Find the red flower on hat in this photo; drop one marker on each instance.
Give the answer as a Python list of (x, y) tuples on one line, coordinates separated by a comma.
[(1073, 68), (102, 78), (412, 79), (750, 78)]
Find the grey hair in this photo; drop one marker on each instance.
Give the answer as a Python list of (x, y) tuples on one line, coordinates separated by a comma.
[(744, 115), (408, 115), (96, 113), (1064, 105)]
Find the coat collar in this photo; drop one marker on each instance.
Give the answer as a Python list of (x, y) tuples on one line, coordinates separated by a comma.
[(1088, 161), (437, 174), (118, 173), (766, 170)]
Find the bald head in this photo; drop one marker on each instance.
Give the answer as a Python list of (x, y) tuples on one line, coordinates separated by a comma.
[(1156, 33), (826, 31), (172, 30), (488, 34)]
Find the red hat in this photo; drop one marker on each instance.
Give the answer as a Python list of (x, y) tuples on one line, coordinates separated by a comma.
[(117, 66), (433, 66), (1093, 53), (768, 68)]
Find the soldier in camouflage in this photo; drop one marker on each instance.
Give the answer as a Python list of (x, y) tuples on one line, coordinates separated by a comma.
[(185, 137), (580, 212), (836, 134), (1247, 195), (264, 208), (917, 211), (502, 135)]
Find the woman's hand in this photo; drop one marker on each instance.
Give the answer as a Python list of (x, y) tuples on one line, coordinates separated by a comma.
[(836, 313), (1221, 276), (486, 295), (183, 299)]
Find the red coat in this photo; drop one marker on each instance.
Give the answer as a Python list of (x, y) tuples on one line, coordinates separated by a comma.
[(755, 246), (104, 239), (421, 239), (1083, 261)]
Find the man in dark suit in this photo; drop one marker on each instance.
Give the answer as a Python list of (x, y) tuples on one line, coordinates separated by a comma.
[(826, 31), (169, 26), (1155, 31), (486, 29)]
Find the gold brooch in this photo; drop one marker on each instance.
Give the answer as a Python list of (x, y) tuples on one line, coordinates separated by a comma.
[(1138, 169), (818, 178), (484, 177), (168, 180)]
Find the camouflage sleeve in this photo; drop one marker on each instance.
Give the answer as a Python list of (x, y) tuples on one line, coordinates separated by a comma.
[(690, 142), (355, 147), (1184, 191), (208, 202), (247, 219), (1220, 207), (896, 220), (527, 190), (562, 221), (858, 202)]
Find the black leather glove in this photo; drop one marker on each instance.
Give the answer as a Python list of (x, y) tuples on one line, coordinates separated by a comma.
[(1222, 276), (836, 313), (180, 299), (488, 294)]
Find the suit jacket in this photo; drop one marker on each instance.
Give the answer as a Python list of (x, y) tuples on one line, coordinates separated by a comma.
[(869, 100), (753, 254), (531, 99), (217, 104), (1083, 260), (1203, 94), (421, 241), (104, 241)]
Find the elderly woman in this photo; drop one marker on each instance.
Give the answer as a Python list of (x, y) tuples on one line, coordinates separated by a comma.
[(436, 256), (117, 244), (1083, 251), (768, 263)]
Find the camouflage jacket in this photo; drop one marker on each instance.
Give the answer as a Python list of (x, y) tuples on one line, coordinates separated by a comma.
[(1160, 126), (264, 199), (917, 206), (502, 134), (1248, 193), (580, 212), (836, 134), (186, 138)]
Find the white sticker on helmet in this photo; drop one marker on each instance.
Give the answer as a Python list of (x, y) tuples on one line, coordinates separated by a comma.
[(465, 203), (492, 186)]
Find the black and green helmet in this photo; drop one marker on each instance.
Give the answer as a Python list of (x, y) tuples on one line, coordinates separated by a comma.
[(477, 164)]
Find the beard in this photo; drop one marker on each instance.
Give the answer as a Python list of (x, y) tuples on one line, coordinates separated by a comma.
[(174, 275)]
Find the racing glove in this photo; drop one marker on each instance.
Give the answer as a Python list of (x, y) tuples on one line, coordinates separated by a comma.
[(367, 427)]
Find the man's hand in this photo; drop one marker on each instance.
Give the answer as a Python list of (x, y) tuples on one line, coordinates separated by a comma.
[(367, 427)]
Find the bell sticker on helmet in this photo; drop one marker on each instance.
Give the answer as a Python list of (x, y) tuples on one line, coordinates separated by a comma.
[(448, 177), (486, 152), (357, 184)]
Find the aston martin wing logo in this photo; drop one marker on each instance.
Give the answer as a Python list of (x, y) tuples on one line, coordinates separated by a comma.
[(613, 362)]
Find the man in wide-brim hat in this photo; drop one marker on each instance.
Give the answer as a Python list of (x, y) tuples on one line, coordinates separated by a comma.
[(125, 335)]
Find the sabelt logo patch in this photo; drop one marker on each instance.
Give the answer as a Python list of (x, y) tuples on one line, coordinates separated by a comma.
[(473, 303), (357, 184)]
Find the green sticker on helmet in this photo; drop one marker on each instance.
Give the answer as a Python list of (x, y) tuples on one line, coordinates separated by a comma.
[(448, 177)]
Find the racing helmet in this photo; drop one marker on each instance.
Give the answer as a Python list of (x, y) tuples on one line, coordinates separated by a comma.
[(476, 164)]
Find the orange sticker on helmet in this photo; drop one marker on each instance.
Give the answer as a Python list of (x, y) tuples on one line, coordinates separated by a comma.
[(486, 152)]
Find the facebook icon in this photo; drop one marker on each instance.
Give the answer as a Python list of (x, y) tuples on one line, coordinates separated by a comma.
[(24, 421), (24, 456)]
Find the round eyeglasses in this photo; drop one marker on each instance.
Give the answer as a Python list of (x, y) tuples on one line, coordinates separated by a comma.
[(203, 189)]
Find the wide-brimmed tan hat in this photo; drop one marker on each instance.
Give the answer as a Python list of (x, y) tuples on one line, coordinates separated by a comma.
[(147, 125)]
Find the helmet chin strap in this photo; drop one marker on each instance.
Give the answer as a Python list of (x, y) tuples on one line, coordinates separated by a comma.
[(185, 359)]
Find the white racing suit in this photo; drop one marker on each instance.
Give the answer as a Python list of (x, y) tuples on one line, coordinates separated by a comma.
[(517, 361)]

____

■ **ABOUT THIS TASK**
Please find the lines in the data that contain the word "green" and copy them.

■ **YOUR SOLUTION**
Find the black and green helmet in this photo; drop one marker on each instance.
Find the green sticker on helmet in this photo; drop one marker on each instance.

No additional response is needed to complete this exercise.